----- Data -----

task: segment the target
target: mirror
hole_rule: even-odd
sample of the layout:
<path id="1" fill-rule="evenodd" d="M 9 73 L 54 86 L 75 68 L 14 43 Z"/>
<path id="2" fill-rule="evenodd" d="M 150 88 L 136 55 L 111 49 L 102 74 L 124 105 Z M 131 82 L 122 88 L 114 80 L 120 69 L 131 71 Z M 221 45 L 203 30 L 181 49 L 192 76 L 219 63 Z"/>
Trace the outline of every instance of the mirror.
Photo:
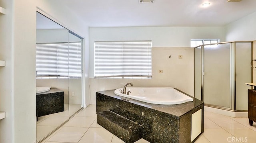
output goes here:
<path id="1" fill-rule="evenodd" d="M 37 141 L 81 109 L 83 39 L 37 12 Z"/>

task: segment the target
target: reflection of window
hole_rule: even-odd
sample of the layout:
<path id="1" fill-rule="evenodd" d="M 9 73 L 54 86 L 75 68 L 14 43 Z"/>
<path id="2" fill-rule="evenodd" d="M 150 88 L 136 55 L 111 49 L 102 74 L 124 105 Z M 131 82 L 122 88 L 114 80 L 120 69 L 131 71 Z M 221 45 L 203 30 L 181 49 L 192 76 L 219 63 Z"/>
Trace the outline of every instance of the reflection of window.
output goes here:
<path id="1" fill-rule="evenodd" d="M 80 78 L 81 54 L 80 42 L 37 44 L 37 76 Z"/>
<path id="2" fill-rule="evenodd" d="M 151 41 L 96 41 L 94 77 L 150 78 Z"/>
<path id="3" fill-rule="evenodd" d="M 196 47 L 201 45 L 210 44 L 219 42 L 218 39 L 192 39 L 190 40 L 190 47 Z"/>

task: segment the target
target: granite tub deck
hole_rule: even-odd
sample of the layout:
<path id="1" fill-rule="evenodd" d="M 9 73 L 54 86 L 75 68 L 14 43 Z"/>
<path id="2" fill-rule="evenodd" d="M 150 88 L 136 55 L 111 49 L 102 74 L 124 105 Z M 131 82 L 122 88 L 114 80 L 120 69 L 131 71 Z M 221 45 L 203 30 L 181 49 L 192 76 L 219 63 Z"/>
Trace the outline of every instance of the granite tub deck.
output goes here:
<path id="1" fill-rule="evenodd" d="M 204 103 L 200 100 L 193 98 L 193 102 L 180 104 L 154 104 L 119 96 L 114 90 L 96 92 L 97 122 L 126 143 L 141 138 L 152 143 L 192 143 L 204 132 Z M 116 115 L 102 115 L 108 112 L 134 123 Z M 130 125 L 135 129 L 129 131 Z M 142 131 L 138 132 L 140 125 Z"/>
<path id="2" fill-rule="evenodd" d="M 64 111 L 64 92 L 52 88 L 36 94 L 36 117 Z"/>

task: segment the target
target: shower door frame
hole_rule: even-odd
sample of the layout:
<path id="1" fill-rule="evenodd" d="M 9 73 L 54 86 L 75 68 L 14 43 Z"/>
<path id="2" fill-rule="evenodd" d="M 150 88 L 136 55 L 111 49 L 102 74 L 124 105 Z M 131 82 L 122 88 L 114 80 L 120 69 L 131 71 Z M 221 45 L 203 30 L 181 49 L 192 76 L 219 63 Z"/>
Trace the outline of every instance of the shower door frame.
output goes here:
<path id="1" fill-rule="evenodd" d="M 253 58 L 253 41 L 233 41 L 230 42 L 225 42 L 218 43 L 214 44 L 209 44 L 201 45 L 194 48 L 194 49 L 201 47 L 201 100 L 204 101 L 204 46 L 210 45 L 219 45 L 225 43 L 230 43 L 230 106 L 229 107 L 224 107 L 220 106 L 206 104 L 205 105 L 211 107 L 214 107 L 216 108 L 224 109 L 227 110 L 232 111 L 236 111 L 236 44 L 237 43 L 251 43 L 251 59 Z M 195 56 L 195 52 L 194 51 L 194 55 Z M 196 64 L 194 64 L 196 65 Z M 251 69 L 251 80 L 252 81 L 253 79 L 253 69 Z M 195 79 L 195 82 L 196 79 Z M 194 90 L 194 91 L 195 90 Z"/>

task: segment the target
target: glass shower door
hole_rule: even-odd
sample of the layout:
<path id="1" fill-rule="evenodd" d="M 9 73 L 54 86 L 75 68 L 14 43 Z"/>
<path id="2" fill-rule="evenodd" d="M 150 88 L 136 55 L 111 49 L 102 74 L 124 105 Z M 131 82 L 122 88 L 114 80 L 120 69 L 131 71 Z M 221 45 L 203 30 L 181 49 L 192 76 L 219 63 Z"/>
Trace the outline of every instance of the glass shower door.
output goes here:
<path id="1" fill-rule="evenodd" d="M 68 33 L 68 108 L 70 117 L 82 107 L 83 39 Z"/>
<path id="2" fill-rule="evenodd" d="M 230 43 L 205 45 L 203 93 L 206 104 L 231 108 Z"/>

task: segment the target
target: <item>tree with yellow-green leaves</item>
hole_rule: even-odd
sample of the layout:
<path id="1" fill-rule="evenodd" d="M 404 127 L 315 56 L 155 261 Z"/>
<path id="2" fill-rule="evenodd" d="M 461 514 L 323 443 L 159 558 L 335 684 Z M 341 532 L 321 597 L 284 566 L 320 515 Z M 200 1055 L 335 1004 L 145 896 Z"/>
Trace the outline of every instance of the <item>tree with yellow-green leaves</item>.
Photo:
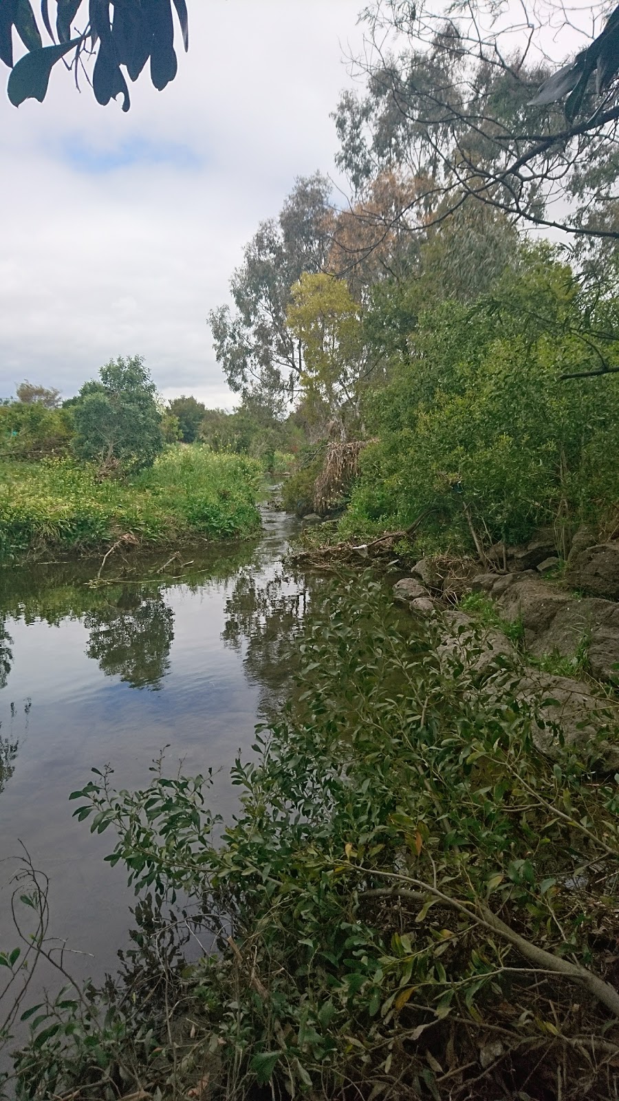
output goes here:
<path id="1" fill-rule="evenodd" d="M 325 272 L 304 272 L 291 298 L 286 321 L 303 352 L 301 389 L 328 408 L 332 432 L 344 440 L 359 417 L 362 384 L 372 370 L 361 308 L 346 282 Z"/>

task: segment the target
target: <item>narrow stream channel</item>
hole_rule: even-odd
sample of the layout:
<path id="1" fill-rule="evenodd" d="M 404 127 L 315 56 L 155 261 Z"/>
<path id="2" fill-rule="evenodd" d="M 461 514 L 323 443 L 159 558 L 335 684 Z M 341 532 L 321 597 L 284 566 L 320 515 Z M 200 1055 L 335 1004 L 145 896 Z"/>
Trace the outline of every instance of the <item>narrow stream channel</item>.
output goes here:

-----

**Work required**: Rewrite the lines starting at the very first one and ending at the line that contains "196 47 L 201", requests included, multiplying each polygon coordinate in the answers by 1.15 and rounding to whole numbers with halves going up. Keep the numbers in the requests and their layout samples unchanged, and leave the pictures out.

**Result**:
task: segment the target
target: mirror
hole_rule: even-odd
sample of the layout:
<path id="1" fill-rule="evenodd" d="M 9 73 L 54 86 L 75 68 L 14 43 Z"/>
<path id="2" fill-rule="evenodd" d="M 150 88 L 136 55 L 111 49 L 102 74 L 124 105 Z M 131 82 L 122 88 L 114 80 L 120 69 L 131 71 Z M 221 45 L 203 30 L 181 49 L 192 76 L 219 63 Z"/>
Trace the outline of every instance of the mirror.
Photo:
output goes here:
<path id="1" fill-rule="evenodd" d="M 43 162 L 93 125 L 95 45 L 43 14 Z"/>

task: segment the target
target: reflection of window
hole_rule: even-odd
sample of the layout:
<path id="1" fill-rule="evenodd" d="M 9 73 L 54 86 L 75 68 L 14 43 Z"/>
<path id="2" fill-rule="evenodd" d="M 150 88 L 136 55 L 111 49 L 102 74 L 124 105 Z M 131 82 L 122 88 L 114 80 L 120 69 L 131 71 Z M 221 45 L 203 30 L 181 49 L 192 76 L 219 63 Z"/>
Trace the outline of every instance of the reflection of window.
output goes here:
<path id="1" fill-rule="evenodd" d="M 92 90 L 93 62 L 92 48 L 43 51 L 43 87 Z"/>
<path id="2" fill-rule="evenodd" d="M 174 47 L 110 47 L 108 89 L 173 90 Z"/>
<path id="3" fill-rule="evenodd" d="M 225 54 L 231 52 L 242 51 L 252 48 L 251 45 L 221 45 L 219 46 L 219 54 Z"/>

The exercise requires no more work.